The line bearing "line in the photo above. Give pixel coordinates.", together with all lines after it to the end of the material, should be repeated exactly; leave out everything else.

■ ■ ■ ■ ■

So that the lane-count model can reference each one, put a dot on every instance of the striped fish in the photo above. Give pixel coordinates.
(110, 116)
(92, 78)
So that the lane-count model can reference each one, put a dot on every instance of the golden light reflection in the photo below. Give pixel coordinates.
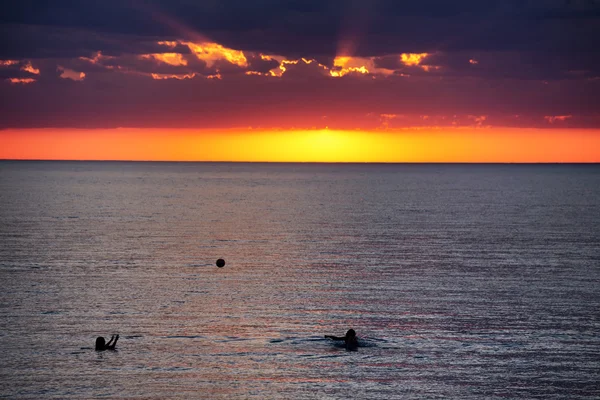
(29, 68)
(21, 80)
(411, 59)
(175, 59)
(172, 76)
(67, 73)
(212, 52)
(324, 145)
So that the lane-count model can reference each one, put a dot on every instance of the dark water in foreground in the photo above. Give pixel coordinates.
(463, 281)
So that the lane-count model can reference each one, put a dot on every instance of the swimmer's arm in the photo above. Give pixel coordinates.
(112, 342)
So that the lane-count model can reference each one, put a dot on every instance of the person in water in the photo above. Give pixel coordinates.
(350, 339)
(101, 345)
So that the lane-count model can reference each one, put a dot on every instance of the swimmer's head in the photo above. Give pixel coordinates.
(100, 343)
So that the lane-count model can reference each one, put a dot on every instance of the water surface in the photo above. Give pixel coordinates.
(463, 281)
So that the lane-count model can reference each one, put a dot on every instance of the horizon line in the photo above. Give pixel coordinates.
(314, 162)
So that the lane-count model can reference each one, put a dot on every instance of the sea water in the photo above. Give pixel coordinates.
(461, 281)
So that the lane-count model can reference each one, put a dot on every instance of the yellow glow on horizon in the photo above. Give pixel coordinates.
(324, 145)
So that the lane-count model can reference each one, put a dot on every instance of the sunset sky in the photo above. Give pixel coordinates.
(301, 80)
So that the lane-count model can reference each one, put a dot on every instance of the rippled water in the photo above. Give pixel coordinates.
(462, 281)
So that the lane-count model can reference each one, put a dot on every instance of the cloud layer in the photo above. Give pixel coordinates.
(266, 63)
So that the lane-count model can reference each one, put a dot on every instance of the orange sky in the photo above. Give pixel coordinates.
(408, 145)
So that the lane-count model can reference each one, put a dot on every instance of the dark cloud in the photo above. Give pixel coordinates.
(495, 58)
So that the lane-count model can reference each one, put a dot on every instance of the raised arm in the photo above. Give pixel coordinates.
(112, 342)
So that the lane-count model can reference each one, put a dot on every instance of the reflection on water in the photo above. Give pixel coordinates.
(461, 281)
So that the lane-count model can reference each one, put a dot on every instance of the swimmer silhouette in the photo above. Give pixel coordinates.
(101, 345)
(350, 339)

■ ■ ■ ■ ■

● **SOLUTION FOR THIS TASK**
So that the lane-count model can reference each one, put a dot on every instance of the horizon line in the photo above. Give pixel coordinates.
(314, 162)
So that the lane-count model can reference each one, put a dot on every instance of the sea water in the photo above. Give pixel coordinates.
(461, 281)
So that the lane-count model can reference each one, put a dot on every instance of the yellow glow on horizon in the photo above. Give pixel coordinates.
(324, 145)
So that the lane-count model can reference each one, put a dot on every instance of the sunset sky in the photo above. Give pixel coordinates.
(301, 80)
So that the lane-count model can reference each one, put a dot on every instance of the rippled water in the photo above. Give pixel coordinates.
(462, 281)
So that the lane-count model can reference each one, put a dot on every instance of the cloud layer in the photo above. Give pixel coordinates.
(266, 63)
So that the lane-count model can reference each one, put a dot on every instance of the orange sky in the photo above. Give pixel coordinates.
(408, 145)
So that the lane-count model can reference each one, put a dot on every instance of the dark cloud in the photo above. Give pixel coordinates.
(495, 58)
So that the lane-count model can reference each one, put a dot on every instance of the raised arm in the photo above. Give pixel coordinates.
(112, 342)
So that the lane-count model can reference each one, put a dot on every instance of the reflection on water in the photo above. Give pixel coordinates.
(461, 281)
So that the lane-count model can reference each one, put a dot on every instance of the swimmer silhouette in the photo above. Give pixel coordinates.
(101, 345)
(350, 339)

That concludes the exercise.